- Task item -
Write out each line of the entries exactly, starting at the first and finishing with the line that contains "Target: rear wiper".

- Records provided -
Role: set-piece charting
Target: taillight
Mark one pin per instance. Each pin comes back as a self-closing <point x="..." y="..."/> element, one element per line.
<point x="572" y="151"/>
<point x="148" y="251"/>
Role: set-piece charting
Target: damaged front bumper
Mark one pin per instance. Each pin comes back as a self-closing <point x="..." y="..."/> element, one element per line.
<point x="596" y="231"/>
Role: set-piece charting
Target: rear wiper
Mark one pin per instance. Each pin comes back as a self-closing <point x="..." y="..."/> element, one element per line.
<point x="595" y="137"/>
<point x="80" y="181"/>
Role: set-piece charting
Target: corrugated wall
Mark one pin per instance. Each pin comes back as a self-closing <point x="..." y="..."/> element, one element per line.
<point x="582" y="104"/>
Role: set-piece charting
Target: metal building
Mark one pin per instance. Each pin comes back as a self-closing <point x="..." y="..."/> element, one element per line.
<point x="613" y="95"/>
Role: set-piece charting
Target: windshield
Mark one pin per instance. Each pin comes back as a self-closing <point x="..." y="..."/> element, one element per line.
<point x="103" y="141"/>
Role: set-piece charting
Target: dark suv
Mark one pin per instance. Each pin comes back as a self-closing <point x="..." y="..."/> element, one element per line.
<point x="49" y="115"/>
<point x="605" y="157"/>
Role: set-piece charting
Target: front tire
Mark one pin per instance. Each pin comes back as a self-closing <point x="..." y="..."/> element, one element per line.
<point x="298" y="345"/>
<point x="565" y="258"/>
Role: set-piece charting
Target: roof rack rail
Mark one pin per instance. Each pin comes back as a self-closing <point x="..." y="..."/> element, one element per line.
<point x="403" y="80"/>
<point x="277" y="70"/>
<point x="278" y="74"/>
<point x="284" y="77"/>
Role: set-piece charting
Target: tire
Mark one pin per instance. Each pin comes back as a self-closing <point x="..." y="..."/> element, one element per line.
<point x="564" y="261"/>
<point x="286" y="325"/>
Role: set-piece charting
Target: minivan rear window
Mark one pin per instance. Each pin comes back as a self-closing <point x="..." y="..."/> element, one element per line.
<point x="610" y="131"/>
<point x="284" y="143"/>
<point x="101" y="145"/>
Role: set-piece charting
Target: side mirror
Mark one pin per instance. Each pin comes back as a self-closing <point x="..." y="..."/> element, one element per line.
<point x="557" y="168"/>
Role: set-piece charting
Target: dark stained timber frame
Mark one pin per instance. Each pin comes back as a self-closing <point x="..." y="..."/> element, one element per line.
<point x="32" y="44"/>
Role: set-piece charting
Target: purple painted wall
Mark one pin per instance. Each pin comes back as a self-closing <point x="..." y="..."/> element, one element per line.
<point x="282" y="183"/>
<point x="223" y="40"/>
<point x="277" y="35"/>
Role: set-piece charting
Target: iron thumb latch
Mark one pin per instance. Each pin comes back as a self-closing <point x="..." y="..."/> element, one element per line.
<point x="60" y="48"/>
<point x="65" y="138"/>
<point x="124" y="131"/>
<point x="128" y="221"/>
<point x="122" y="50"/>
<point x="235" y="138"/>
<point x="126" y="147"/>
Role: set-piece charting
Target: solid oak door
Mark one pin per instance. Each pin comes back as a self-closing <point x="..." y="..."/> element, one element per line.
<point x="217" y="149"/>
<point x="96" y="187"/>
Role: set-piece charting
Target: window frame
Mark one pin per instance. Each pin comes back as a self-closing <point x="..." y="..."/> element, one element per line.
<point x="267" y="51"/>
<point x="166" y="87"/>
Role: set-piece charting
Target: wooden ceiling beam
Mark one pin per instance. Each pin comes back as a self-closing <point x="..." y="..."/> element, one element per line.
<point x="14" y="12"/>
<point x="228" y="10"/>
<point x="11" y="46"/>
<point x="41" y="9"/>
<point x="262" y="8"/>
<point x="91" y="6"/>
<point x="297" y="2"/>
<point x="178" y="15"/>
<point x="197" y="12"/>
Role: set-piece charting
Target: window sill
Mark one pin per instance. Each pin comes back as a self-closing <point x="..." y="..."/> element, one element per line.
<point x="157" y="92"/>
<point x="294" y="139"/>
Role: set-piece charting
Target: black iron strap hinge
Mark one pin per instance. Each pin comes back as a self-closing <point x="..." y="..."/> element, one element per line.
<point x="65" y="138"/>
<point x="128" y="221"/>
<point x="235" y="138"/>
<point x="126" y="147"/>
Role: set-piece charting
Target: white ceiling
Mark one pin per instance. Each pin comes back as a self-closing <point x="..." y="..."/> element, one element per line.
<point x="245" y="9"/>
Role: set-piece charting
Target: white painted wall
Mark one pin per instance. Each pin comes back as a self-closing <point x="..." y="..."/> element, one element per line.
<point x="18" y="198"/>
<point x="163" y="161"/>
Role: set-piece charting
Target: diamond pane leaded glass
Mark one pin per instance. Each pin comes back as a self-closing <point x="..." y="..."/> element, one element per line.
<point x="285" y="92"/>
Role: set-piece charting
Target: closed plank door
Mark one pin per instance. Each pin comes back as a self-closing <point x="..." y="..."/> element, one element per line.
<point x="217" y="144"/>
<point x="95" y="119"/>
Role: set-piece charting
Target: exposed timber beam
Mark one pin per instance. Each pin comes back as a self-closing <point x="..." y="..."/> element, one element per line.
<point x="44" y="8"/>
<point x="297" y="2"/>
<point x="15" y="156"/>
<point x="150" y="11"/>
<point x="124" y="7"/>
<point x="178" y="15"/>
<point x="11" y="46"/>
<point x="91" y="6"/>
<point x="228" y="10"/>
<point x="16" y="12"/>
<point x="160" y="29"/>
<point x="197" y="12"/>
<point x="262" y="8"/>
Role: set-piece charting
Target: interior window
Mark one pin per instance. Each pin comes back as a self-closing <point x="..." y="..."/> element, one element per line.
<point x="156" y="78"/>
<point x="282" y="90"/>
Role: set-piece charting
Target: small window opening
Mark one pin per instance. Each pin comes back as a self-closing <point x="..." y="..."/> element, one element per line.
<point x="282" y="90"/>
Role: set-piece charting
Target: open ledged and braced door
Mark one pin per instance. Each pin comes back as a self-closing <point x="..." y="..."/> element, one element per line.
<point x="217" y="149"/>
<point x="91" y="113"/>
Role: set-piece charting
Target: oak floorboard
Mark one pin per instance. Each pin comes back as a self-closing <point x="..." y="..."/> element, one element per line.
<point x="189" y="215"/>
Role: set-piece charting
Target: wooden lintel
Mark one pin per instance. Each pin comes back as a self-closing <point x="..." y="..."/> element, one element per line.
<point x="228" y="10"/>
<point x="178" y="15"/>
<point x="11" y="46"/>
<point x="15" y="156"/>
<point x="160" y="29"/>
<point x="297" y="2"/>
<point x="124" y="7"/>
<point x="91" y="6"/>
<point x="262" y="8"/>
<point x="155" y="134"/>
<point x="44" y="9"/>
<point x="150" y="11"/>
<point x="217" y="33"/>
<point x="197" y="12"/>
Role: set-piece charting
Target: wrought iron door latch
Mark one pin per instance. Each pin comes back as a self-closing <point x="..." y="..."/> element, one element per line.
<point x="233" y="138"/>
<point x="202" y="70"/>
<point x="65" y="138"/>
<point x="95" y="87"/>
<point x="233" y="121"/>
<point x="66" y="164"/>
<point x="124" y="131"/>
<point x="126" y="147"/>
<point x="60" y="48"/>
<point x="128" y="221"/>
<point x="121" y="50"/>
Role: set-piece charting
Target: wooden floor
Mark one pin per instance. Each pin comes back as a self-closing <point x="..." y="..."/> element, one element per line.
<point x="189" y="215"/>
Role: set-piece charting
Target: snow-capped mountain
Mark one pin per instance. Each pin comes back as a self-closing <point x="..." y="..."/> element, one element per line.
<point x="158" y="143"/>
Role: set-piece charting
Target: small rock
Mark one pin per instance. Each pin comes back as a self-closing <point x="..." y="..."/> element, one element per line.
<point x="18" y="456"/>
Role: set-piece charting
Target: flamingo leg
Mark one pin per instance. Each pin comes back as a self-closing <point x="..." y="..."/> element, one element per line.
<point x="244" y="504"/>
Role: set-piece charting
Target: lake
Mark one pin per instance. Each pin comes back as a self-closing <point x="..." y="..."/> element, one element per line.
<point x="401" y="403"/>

- Task answer -
Role: set-piece charting
Target: taillight
Mark one pin per instance. Each pin comes back as a self-closing <point x="..." y="..."/> element, one element per line.
<point x="572" y="151"/>
<point x="148" y="251"/>
Role: set-piece charting
Target: damaged front bumper
Mark one pin per instance. Each pin comes back as a self-closing <point x="..." y="..."/> element, one element per line.
<point x="596" y="231"/>
Role: set-piece charting
Target: rear wiper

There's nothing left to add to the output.